Texto para leer
****

Eso sí, alejen las cámaras del alcance de los niños de la casa, recomendó la profesora de Fotografía. No lo dijo porque los niños sean unos idiotitas-rompe-todo, sino porque siempre hay alguien mayor que sabe advertir con tiempo prudente las posibles complicaciones del devenir, en este caso, del incipiente arte técnico fotografístico de nosotros sus alumnos.

Animado por la advertencia, y queriendo cambiar un poquito mi historia de chico obediente, quise quebrar la prohibición y enseñarle a Luciana la Nikon que me prestaron en la facultad. Pero cuando le dije a Lu que le quería mostrar la cámara, no le interesó y siguió su camino juguetón sin mirarme.

Es una prodigiosa Nikon analógica profesional de color negro que a ojos de Luciana y de la familia ha empequeñecido el antiguo relumbre plateado de mi olvidada y rectangular cámara digital Olympus. Es más, ahora Olympus fotografía a Nikon (en una suerte de batalla de obturaciones galácticas).

Primero tengo que hacer mi tarea con la cámara y si sobra rollo te tomo a ti ¿ya Luchi?, le dije el segundo día que tuve la Nikon. Se molestó por eso. Cómo que no había fotos para ella, habrá pensado. Entonces ya no juego contigo, me dijo refunfuñando de su suerte, o del hermano “malaleche” que le tocó.

Al tercer día resucitó la curiosidad que creí perdida. Oye, ¿y la cámara que me ibas a enseñar?, me aguijoneó Luciana mientras veía algún dibujo. Ah ya, ahorita te la muestro, le dije, espérame, y fui a sacar la cámara del maletín. La cámara viene con tres lentes: el Normal, el Teleobjetivo y el Angular, que me gusta más porque su vista es ancha y profunda.

****

Ejercicios
1 - Según el texto, ¿qué lentes trae la cámara Nikon?
2 - Transcribe palabra por palabra el pasaje del texto que va desde "Eso sí, alejen" hasta "juguetón sin mirarme.".

****

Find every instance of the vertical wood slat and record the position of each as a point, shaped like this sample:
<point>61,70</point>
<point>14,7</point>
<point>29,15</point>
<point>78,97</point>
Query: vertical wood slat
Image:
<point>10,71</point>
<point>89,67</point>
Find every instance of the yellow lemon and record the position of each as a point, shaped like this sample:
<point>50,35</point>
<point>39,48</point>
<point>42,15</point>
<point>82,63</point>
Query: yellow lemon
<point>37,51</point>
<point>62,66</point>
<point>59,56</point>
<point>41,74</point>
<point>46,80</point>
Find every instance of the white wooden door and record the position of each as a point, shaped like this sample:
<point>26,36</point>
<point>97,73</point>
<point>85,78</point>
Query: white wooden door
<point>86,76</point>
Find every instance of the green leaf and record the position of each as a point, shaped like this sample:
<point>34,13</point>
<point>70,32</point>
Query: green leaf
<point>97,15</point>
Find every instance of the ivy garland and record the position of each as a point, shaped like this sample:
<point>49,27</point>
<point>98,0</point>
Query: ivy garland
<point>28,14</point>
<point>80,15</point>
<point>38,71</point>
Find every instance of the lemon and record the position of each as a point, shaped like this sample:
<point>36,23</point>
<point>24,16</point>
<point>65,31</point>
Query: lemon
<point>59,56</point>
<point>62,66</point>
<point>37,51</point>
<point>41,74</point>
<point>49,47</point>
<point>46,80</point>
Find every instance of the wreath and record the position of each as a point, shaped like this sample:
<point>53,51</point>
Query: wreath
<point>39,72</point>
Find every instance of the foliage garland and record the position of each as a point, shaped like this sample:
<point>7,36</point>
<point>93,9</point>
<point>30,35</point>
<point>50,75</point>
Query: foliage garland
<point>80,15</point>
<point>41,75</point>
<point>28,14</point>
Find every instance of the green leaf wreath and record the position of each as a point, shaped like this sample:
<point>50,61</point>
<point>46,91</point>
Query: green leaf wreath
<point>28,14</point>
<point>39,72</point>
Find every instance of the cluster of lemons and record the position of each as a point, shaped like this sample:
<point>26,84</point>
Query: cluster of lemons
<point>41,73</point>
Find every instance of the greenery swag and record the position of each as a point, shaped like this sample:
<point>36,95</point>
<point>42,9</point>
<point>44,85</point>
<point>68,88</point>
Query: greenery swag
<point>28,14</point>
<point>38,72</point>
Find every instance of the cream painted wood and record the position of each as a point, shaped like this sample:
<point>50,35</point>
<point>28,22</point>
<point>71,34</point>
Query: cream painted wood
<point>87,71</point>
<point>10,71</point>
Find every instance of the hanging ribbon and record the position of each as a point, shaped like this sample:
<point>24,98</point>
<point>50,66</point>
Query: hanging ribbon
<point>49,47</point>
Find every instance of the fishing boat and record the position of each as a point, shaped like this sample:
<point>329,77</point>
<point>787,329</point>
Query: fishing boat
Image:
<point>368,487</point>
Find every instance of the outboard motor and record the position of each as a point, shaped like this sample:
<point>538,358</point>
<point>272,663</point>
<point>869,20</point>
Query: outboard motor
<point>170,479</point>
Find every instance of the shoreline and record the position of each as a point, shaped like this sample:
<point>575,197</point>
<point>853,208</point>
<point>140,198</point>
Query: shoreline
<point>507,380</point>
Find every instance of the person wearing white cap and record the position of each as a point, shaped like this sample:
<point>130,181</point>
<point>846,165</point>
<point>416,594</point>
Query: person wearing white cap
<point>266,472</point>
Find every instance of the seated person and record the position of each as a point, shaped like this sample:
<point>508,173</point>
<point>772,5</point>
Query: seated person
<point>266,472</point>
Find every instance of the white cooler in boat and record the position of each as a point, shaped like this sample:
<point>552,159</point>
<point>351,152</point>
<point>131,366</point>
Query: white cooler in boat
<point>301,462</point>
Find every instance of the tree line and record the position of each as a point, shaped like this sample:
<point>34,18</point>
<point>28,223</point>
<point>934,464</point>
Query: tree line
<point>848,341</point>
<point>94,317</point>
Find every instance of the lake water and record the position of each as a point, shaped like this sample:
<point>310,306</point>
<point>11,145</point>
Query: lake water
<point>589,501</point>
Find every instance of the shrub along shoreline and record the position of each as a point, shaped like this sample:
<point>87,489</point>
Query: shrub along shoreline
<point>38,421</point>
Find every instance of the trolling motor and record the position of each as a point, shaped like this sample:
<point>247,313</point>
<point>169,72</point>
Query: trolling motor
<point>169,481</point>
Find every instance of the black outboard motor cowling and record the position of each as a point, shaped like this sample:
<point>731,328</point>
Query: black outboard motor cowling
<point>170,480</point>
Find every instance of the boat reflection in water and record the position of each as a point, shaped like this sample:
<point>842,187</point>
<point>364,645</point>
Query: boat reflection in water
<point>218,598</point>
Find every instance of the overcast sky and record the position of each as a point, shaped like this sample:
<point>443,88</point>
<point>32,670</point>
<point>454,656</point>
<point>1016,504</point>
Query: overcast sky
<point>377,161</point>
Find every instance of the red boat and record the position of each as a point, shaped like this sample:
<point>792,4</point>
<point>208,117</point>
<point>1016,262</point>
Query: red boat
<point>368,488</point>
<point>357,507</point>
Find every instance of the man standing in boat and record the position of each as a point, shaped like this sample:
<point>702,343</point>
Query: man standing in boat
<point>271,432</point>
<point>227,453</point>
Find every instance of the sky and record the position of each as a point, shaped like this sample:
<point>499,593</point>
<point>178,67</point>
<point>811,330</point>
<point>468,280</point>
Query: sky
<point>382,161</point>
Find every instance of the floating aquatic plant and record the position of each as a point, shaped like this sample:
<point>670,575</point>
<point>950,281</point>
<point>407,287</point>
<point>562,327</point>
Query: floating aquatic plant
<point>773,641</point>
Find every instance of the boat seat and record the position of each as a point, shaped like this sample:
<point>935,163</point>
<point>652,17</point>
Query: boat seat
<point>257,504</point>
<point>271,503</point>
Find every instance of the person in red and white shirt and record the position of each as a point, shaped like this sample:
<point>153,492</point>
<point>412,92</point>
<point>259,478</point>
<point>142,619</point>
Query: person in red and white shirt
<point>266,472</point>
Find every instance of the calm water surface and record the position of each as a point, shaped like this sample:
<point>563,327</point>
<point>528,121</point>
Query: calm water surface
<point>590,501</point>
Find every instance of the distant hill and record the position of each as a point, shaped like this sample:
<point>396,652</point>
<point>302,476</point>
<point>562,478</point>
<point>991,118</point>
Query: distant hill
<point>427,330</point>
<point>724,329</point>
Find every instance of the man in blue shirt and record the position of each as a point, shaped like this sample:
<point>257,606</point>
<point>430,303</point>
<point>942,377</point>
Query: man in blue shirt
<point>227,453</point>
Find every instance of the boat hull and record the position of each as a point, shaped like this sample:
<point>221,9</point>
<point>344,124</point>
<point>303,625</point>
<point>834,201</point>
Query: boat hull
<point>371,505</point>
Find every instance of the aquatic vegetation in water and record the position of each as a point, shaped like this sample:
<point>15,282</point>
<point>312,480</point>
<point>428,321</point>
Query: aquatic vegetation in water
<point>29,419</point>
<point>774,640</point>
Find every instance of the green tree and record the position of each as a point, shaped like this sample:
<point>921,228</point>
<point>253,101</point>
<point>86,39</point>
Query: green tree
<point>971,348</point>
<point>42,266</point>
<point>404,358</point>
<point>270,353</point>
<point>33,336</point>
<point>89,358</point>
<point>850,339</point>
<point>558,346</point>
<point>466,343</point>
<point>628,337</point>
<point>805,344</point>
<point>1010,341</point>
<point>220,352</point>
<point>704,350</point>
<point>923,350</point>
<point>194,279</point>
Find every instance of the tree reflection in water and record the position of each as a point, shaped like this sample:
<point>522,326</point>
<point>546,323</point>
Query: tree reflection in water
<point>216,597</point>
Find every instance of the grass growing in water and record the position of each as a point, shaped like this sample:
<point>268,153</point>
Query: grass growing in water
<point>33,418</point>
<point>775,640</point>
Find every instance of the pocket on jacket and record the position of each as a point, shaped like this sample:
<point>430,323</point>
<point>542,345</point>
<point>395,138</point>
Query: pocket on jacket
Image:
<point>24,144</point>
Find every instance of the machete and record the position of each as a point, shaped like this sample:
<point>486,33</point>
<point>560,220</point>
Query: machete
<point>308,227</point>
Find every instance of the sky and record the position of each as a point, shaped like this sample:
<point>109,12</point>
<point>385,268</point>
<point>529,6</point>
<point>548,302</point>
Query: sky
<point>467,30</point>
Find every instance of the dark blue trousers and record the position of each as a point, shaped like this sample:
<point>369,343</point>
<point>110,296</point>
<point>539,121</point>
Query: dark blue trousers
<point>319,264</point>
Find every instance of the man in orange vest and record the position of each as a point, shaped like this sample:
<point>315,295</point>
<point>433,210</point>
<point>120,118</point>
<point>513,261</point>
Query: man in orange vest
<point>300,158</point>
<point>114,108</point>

****

Las soluciones
1 - La cámara trae tres lentes: el Normal, el Teleobjetivo y el Angular.

2 -
Eso sí, alejen las cámaras del alcance de los niños de la casa, recomendó la profesora de Fotografía. No lo dijo porque los niños sean unos idiotitas-rompe-todo, sino porque siempre hay alguien mayor que sabe advertir con tiempo prudente las posibles complicaciones del devenir, en este caso, del incipiente arte técnico fotografístico de nosotros sus alumnos.

Animado por la advertencia, y queriendo cambiar un poquito mi historia de chico obediente, quise quebrar la prohibición y enseñarle a Luciana la Nikon que me prestaron en la facultad. Pero cuando le dije a Lu que le quería mostrar la cámara, no le interesó y siguió su camino juguetón sin mirarme.